## EXERCISE AIM
Keep only the lines of the items below that contain the string "segment", and copy each of them. The match is case-sensitive.

Entries for region labeling:
========================================
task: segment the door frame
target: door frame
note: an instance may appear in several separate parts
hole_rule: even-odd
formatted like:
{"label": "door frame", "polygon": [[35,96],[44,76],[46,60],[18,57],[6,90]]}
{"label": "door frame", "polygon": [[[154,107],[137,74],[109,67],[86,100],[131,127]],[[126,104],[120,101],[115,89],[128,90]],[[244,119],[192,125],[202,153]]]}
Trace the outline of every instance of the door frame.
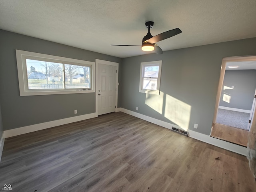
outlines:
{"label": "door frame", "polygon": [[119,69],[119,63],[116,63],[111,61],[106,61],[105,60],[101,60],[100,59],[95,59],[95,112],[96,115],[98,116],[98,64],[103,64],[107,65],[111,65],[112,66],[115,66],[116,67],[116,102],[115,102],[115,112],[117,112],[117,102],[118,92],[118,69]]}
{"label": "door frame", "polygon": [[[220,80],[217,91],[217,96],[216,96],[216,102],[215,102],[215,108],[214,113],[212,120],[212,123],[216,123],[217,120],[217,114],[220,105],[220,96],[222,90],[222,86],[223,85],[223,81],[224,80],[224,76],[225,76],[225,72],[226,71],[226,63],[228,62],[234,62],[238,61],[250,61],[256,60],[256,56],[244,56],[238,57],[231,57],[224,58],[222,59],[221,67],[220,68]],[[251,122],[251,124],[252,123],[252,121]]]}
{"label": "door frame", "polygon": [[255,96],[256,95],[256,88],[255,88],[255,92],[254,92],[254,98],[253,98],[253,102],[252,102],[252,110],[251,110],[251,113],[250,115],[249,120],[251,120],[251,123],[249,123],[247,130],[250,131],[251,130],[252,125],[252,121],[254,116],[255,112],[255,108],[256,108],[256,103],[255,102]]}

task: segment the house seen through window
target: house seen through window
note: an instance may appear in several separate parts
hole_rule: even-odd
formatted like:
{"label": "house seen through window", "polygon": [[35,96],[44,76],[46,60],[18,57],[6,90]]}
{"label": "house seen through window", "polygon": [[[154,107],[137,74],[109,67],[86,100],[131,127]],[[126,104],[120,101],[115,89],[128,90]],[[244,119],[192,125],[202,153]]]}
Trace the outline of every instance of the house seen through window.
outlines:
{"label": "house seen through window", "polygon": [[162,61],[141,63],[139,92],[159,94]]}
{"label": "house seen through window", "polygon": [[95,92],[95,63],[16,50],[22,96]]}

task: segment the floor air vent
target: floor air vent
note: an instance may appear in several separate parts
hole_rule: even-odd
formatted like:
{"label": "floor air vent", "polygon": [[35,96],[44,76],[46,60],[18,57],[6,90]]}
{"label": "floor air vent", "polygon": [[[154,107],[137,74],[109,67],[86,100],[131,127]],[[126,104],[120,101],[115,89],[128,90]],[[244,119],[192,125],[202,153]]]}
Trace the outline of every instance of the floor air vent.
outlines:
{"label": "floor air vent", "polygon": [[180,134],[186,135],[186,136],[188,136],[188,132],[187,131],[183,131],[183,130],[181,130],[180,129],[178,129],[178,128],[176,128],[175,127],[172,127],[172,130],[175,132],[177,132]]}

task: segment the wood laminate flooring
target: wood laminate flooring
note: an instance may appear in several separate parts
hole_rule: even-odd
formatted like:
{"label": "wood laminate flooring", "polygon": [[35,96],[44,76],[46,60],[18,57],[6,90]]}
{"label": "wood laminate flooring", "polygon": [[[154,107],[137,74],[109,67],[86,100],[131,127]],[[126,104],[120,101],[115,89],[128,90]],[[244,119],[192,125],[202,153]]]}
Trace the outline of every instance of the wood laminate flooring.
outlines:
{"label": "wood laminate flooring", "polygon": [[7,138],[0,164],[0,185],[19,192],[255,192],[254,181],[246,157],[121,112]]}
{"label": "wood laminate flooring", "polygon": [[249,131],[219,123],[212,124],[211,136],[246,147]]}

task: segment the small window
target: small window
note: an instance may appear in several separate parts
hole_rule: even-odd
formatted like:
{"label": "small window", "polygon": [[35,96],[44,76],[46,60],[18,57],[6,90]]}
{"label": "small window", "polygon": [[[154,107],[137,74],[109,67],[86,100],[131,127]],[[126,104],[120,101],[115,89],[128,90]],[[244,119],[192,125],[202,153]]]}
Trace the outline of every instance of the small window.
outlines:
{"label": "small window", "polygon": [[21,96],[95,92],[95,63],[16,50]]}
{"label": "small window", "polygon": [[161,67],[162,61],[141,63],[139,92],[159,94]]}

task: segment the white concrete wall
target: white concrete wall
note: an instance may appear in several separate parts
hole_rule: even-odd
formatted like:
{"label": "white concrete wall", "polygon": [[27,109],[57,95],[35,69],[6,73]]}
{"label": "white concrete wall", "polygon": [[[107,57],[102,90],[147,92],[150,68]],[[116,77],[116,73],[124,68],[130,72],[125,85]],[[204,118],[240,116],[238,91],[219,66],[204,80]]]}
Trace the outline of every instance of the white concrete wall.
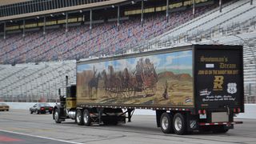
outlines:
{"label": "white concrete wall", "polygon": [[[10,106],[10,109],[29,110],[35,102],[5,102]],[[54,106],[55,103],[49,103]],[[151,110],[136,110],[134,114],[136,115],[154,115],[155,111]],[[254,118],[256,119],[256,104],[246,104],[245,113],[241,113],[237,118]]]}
========================================
## SOLUTION
task: segment the door frame
task: segment the house seen through window
task: segment the floor air vent
task: segment the wood laminate flooring
task: segment the small window
task: segment the white concrete wall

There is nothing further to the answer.